• [WORK TO COMPLETE] Reproduce the items from the very beginning through the line containing "xmin=7 ymin=0 xmax=182 ymax=56", substituting "pixel-accurate" for "pixel-level" and leaving everything else unchanged.

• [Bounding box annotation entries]

-=-=-

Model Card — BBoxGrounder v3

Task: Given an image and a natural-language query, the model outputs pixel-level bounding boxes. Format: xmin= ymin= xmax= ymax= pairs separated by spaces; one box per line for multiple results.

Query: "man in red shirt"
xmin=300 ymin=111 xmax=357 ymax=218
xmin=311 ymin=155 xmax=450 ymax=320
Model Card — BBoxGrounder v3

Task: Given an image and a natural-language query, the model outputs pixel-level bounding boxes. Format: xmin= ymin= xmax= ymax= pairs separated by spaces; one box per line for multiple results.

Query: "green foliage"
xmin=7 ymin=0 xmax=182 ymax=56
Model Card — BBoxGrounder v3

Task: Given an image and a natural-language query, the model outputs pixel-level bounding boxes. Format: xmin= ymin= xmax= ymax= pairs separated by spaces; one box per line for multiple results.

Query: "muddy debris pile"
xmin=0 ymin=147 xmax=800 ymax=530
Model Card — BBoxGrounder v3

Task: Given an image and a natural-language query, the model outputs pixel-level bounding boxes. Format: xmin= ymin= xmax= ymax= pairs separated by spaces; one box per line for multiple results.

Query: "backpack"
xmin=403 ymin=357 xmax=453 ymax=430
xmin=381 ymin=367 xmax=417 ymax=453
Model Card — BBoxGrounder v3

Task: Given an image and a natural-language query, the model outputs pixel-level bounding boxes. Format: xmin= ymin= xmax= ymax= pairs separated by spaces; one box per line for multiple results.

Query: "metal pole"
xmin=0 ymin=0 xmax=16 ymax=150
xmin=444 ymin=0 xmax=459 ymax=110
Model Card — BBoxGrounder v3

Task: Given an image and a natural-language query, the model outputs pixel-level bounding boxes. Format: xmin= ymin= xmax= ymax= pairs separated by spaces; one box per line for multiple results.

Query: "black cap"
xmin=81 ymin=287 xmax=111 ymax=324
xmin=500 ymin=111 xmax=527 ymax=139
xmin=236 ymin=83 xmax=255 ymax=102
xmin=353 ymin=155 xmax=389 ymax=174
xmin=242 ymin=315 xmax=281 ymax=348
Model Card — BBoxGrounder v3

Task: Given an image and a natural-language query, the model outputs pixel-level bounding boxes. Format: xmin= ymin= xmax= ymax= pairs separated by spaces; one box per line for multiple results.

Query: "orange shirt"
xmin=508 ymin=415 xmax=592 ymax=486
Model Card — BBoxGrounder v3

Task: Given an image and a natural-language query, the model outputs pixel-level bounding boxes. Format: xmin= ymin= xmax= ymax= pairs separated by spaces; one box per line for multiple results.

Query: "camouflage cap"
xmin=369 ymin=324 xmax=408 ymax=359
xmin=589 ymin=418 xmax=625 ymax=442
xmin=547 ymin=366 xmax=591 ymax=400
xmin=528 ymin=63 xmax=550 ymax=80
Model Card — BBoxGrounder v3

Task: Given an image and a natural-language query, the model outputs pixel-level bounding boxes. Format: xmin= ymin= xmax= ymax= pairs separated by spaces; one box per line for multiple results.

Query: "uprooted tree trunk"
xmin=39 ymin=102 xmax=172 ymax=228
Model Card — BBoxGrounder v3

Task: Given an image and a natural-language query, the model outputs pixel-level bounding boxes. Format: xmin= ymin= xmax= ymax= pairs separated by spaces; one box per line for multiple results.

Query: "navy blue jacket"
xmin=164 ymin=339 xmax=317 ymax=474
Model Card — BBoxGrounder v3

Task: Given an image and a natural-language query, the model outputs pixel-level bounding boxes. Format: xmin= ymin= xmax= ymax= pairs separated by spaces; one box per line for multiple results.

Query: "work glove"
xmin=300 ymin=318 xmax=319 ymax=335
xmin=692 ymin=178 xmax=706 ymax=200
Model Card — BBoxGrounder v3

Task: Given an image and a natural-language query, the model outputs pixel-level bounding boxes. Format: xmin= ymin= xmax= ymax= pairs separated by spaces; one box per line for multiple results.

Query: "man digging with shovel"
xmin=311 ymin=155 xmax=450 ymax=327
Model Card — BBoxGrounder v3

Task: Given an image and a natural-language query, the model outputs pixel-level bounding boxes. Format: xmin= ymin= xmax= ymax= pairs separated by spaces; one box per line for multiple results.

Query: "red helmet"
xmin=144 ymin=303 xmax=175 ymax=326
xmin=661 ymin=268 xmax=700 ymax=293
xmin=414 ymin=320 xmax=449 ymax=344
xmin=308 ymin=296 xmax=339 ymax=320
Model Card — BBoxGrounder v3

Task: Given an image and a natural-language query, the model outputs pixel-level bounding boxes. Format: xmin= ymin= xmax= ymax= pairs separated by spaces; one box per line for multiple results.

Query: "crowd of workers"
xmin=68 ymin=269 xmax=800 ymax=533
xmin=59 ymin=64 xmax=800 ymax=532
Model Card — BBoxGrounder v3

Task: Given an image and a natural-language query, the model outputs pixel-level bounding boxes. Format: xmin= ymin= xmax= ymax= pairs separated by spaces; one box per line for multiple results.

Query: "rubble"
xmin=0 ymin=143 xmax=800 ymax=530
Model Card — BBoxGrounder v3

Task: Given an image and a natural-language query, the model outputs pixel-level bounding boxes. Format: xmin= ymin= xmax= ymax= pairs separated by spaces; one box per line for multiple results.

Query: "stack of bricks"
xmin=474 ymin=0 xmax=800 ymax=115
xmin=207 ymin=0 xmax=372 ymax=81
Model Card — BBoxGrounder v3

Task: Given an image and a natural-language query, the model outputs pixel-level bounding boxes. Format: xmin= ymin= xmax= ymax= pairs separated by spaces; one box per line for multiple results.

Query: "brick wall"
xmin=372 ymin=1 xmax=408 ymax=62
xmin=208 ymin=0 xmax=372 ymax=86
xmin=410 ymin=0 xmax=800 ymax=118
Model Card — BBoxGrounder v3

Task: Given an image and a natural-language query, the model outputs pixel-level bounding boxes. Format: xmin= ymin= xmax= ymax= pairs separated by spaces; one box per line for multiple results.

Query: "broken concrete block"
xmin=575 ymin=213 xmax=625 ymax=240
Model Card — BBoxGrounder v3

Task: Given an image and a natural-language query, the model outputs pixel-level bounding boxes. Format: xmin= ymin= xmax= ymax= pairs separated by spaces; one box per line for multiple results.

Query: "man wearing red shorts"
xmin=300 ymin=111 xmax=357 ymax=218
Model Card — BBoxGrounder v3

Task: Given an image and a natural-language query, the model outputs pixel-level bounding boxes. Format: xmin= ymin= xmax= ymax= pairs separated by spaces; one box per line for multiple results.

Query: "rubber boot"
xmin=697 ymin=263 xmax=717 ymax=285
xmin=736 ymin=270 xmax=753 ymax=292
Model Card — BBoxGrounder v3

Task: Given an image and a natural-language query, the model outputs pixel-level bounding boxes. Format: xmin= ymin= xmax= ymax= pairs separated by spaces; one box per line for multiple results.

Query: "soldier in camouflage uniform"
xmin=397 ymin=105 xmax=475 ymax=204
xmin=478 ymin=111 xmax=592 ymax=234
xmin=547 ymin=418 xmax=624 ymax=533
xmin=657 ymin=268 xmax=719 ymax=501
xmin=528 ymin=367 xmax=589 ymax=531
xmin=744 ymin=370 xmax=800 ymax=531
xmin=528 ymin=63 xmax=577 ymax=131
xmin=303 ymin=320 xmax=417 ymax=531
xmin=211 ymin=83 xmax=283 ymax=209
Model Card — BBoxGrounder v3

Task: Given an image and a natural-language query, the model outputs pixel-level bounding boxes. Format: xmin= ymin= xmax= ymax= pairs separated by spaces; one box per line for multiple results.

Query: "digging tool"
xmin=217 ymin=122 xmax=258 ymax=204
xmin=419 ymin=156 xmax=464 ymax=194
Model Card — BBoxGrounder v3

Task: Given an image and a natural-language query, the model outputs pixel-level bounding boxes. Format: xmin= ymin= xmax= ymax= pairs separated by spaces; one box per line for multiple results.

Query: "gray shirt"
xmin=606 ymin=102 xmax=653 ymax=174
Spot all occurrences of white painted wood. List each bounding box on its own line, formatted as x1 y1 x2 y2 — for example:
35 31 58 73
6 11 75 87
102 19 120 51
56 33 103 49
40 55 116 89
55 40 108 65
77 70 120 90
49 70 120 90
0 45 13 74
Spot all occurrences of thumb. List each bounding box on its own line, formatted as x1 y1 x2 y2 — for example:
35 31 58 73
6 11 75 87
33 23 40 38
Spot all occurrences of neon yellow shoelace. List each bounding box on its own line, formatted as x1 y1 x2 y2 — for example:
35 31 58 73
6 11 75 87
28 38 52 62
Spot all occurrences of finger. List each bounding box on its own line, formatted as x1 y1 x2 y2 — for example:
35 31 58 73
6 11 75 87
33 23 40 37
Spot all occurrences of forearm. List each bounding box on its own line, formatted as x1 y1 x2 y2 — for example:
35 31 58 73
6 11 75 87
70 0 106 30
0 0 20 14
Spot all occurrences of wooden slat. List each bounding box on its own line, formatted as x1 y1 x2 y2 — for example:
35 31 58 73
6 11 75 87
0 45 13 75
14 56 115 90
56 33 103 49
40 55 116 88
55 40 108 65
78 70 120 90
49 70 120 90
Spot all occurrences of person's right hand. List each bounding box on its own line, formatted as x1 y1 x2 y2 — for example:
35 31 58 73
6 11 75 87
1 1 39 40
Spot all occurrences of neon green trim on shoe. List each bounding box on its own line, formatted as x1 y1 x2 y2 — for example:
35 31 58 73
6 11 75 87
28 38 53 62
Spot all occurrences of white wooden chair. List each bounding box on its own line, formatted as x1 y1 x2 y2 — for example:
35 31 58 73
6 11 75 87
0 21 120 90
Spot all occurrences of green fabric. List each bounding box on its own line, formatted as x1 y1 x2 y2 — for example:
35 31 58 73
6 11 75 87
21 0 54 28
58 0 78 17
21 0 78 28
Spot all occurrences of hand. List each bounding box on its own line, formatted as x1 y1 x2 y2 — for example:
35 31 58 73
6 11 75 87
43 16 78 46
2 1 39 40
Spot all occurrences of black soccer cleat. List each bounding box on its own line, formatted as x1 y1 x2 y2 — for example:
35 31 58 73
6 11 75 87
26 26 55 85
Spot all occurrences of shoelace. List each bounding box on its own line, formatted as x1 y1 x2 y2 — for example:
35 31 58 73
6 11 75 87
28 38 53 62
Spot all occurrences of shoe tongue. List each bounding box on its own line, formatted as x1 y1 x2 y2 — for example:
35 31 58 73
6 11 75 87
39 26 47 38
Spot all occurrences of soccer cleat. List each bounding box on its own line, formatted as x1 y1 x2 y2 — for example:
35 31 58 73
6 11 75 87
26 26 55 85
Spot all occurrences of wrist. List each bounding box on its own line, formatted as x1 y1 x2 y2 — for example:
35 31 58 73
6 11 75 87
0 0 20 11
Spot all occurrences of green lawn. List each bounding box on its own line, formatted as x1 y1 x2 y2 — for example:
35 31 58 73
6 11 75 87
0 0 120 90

-=-=-

• [WRITTEN SOLUTION]
Model Card — BBoxGrounder v3

Task: Given an image and a natural-language query, the model outputs pixel-accurate bounding boxes. Format: xmin= ymin= xmax= ymax= pairs separated by spaces; one box per line for multiple results.

Query: "man in red shirt"
xmin=300 ymin=111 xmax=357 ymax=218
xmin=311 ymin=155 xmax=450 ymax=320
Model Card — BBoxGrounder v3

Task: Given an image and a natural-language query, the model outputs pixel-accurate bounding boxes. Format: xmin= ymin= xmax= ymax= pairs separated by spaces; one box per line for multiple results.

Query: "green foliage"
xmin=7 ymin=0 xmax=182 ymax=56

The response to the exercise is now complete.